- **WHAT TO DO**: Could you restate all of the entries, word for word?

- **INFORMATION**:
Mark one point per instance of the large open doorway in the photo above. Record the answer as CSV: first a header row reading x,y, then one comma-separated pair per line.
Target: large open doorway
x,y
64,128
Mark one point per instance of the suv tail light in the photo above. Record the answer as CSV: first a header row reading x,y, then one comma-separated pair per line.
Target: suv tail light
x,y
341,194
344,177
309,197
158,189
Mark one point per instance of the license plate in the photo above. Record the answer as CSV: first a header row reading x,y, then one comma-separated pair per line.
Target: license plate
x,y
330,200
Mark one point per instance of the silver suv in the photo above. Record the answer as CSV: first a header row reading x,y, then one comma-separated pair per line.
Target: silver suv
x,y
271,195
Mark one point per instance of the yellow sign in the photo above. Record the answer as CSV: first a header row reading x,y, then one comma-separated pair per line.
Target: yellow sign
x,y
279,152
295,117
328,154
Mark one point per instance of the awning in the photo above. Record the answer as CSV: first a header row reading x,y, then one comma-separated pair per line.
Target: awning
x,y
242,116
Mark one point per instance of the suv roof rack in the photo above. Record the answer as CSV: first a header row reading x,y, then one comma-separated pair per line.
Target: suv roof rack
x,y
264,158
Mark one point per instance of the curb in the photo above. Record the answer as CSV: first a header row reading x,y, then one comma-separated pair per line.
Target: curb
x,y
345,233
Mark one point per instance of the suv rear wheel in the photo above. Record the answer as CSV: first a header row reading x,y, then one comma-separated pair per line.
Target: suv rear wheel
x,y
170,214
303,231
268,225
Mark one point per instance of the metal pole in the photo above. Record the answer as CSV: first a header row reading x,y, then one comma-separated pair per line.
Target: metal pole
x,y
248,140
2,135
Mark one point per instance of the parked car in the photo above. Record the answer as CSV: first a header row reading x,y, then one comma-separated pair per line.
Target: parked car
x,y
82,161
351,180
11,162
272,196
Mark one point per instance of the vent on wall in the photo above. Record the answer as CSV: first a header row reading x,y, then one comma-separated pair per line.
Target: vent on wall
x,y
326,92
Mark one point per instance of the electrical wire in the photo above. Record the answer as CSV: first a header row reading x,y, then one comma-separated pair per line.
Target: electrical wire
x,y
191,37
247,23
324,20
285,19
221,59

- **FINAL ANSWER**:
Mark one point per instance of the large open doorway in the photo above. Record the answer as CSV: first a header row reading x,y, then one comma-separated pair per line.
Target: large open doorway
x,y
64,128
Mark one point per instance of the suv tail light in the photo above. Record the answer as CSV: first a header row reading x,y, then one comma-separated pair per line.
Target: suv tail light
x,y
341,194
344,177
309,197
158,189
Mark one point per instance of the license plate in the photo above. Record the answer as CSV: first a header row reading x,y, then one comma-separated pair per line.
Target: license plate
x,y
330,200
Mark one point per instance of the silver suv in the photo above. Record the answer as CSV: first a header row reading x,y, then one comma-separated pair per line.
Target: silver suv
x,y
271,195
Mark one point per instance of the yellow sign in the photo above. Record the answer as CSV: first a header row reading x,y, then one comma-separated pair per line.
Target: yellow sign
x,y
279,152
295,117
328,154
Mark one point per instance of the awning in the photo above. Record the answer as CSV: first a header row reading x,y, then one comma-separated pair per line.
Target: awning
x,y
242,116
Mark one point per instance of the suv roof rack in the photo above. Record the answer as CSV: first a header row reading x,y, then one comma-separated pair per line.
Target: suv roof rack
x,y
264,158
Mark one point per instance of the curb in the photo above. Record the answer as CSV: first a header row reading x,y, then one comma-separated pair per line.
Target: curb
x,y
345,233
Mark one point per instance of the suv rear wheel in the photo above. Record the answer as CSV: first a header row reading x,y, then one comma-separated pair per line.
Target: suv rear wheel
x,y
170,214
303,231
268,225
Mark one point per instance of the metal pole in the photo above. Record the answer as CSV: first a header row reading x,y, then one comma-separated pair per line.
Target: metal pole
x,y
248,140
2,135
Mark one point per instance of the parked car in the photo above. Record the answer as CSV: first a header row reading x,y, then one comma-separated pair per line.
Target: parked car
x,y
82,161
351,180
11,162
272,196
Mark one point per instance of the vent on wall in the photo above. Record the answer as CSV: first a header row reading x,y, then one comma-separated pair per line.
Target: vent on wall
x,y
326,92
Mark one point per instance of the electrical wire in the photo above. Record the answer as CSV: first a header row reading x,y, then one comma-separated pair per line.
Target: electrical wire
x,y
191,37
247,23
324,20
285,19
221,59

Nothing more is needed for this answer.